ABot-N0:面向通用具身导航的VLA基础模型技术报告
ABot-N0: Technical Report on the VLA Foundation Model for Versatile Embodied Navigation
February 12, 2026
作者: Zedong Chu, Shichao Xie, Xiaolong Wu, Yanfen Shen, Minghua Luo, Zhengbo Wang, Fei Liu, Xiaoxu Leng, Junjun Hu, Mingyang Yin, Jia Lu, Yingnan Guo, Kai Yang, Jiawei Han, Xu Chen, Yanqing Zhu, Yuxiang Zhao, Xin Liu, Yirong Yang, Ye He, Jiahang Wang, Yang Cai, Tianlin Zhang, Li Gao, Liu Liu, Mingchao Sun, Fan Jiang, Chiyu Wang, Zhicheng Liu, Hongyu Pan, Honglin Han, Zhining Gu, Kuan Yang, Jianfang Zhang, Di Jing, Zihao Guan, Wei Guo, Guoqing Liu, Di Yang, Xiangpo Yang, Menglin Yang, Hongguang Xing, Weiguo Li, Mu Xu
cs.AI
摘要
长期以来,具身导航领域因任务专用架构而处于割裂状态。我们推出ABot-N0——一个统一的视觉-语言-动作基础模型,实现了点目标导航、物体目标导航、指令跟随、兴趣点导航及行人跟随这五大核心任务的"大一统"。该模型采用分层式"大脑-动作"架构,将基于大语言模型的认知大脑(负责语义推理)与基于流匹配的动作专家(生成精确连续轨迹)相结合。

_提取数据_

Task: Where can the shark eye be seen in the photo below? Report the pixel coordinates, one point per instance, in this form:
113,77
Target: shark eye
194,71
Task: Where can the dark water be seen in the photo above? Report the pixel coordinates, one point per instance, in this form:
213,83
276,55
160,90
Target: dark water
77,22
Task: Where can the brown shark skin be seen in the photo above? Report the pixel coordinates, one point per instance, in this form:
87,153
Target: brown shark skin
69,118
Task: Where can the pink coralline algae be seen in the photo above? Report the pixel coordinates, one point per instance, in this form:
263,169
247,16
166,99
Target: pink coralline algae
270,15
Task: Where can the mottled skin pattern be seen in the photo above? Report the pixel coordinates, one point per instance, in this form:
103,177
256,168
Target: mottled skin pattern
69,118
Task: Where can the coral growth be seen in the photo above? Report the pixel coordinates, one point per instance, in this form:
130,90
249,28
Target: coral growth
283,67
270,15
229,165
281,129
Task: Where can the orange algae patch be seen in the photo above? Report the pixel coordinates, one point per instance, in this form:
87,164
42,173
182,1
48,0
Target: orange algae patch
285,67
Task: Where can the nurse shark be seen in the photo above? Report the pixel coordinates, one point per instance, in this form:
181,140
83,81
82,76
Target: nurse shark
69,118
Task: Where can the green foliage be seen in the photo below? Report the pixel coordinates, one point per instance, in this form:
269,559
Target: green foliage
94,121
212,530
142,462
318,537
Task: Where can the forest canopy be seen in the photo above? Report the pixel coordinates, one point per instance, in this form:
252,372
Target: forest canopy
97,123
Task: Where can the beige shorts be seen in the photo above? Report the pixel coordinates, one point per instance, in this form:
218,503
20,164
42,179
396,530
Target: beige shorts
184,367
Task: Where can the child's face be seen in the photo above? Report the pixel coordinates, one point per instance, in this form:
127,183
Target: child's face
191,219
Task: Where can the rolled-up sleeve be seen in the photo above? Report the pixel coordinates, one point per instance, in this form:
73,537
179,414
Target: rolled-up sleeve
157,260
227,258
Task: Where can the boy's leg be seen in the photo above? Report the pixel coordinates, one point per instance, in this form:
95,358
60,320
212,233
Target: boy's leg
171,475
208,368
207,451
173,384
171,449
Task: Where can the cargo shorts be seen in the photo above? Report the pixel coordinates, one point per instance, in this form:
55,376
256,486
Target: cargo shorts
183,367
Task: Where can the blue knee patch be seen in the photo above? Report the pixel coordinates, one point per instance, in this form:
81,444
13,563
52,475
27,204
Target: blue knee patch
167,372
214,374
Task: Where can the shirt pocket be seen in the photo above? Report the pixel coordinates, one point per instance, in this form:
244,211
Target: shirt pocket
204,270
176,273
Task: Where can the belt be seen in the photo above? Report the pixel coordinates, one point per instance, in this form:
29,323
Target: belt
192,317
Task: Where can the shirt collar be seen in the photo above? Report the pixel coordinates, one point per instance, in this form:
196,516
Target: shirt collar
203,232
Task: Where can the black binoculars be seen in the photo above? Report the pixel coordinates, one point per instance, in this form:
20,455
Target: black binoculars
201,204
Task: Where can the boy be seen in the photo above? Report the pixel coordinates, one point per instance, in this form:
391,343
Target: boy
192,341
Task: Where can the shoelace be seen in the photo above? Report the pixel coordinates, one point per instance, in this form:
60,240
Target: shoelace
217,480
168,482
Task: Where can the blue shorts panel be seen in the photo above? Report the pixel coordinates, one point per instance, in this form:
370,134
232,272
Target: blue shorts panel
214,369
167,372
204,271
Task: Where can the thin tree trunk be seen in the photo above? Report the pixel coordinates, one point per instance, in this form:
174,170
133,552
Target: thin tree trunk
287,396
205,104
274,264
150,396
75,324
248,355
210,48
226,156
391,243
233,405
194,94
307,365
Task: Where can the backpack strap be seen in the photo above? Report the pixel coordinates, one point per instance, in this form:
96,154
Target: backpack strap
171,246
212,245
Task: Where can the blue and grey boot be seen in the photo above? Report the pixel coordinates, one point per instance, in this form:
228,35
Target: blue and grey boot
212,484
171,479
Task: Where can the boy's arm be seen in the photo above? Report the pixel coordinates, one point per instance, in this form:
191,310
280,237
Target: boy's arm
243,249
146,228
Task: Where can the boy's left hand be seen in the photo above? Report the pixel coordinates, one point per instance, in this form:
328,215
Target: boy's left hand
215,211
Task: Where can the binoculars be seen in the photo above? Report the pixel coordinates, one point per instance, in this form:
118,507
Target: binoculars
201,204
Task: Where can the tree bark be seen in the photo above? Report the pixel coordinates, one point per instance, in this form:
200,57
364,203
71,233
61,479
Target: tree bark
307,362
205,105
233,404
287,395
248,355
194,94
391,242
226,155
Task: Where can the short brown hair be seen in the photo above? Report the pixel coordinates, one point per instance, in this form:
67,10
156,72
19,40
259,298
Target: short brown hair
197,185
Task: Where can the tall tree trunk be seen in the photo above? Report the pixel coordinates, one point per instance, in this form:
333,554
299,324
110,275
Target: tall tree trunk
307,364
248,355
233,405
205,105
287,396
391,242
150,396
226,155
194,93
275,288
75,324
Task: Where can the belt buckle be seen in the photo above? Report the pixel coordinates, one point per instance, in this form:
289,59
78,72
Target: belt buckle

_任务要求 1_
摘录学习文本中从“ABot-N0:面向通用具身导航的VLA基础模型技术报告”起、到“(生成精确连续轨迹)相结合。”为止(包括这两处)的原文。
_任务要求 2_
根据学习文本,ABot-N0采用的是哪种架构?

_书面回答 1_
ABot-N0:面向通用具身导航的VLA基础模型技术报告
ABot-N0: Technical Report on the VLA Foundation Model for Versatile Embodied Navigation
February 12, 2026
作者: Zedong Chu, Shichao Xie, Xiaolong Wu, Yanfen Shen, Minghua Luo, Zhengbo Wang, Fei Liu, Xiaoxu Leng, Junjun Hu, Mingyang Yin, Jia Lu, Yingnan Guo, Kai Yang, Jiawei Han, Xu Chen, Yanqing Zhu, Yuxiang Zhao, Xin Liu, Yirong Yang, Ye He, Jiahang Wang, Yang Cai, Tianlin Zhang, Li Gao, Liu Liu, Mingchao Sun, Fan Jiang, Chiyu Wang, Zhicheng Liu, Hongyu Pan, Honglin Han, Zhining Gu, Kuan Yang, Jianfang Zhang, Di Jing, Zihao Guan, Wei Guo, Guoqing Liu, Di Yang, Xiangpo Yang, Menglin Yang, Hongguang Xing, Weiguo Li, Mu Xu
cs.AI
摘要
长期以来,具身导航领域因任务专用架构而处于割裂状态。我们推出ABot-N0——一个统一的视觉-语言-动作基础模型,实现了点目标导航、物体目标导航、指令跟随、兴趣点导航及行人跟随这五大核心任务的"大一统"。该模型采用分层式"大脑-动作"架构,将基于大语言模型的认知大脑(负责语义推理)与基于流匹配的动作专家(生成精确连续轨迹)相结合。

_书面回答 2_
分层式“大脑-动作”架构。